## Working data
--- START ---
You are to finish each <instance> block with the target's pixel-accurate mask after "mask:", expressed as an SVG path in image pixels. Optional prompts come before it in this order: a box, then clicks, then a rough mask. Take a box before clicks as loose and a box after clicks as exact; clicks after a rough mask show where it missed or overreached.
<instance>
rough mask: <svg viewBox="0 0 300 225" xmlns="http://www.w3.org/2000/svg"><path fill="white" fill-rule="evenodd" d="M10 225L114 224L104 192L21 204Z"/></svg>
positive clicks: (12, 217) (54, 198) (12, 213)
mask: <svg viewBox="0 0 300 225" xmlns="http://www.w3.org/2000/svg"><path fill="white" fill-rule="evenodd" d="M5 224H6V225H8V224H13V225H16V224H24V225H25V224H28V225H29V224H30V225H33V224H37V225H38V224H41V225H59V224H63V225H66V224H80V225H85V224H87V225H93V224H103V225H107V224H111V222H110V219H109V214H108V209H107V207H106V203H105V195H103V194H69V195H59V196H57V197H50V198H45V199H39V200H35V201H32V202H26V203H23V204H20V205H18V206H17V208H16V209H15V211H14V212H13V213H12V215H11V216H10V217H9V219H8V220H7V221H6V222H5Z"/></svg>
--- END ---
## Directions
Copy all of the lines above word for word.

## Solution for this problem
You are to finish each <instance> block with the target's pixel-accurate mask after "mask:", expressed as an SVG path in image pixels. Optional prompts come before it in this order: a box, then clicks, then a rough mask. Take a box before clicks as loose and a box after clicks as exact; clicks after a rough mask show where it missed or overreached.
<instance>
rough mask: <svg viewBox="0 0 300 225" xmlns="http://www.w3.org/2000/svg"><path fill="white" fill-rule="evenodd" d="M10 225L114 224L104 192L21 204Z"/></svg>
positive clicks: (12, 217) (54, 198) (12, 213)
mask: <svg viewBox="0 0 300 225" xmlns="http://www.w3.org/2000/svg"><path fill="white" fill-rule="evenodd" d="M5 224H6V225H8V224H13V225H16V224H24V225H25V224H28V225H29V224H30V225H33V224H37V225H38V224H41V225H59V224H63V225H66V224H80V225H85V224H87V225H93V224H103V225H107V224H111V222H110V219H109V214H108V209H107V207H106V203H105V195H103V194H69V195H59V196H57V197H50V198H45V199H39V200H35V201H32V202H26V203H23V204H20V205H18V206H17V208H16V209H15V211H14V212H13V213H12V215H11V216H10V217H9V219H8V220H7V221H6V222H5Z"/></svg>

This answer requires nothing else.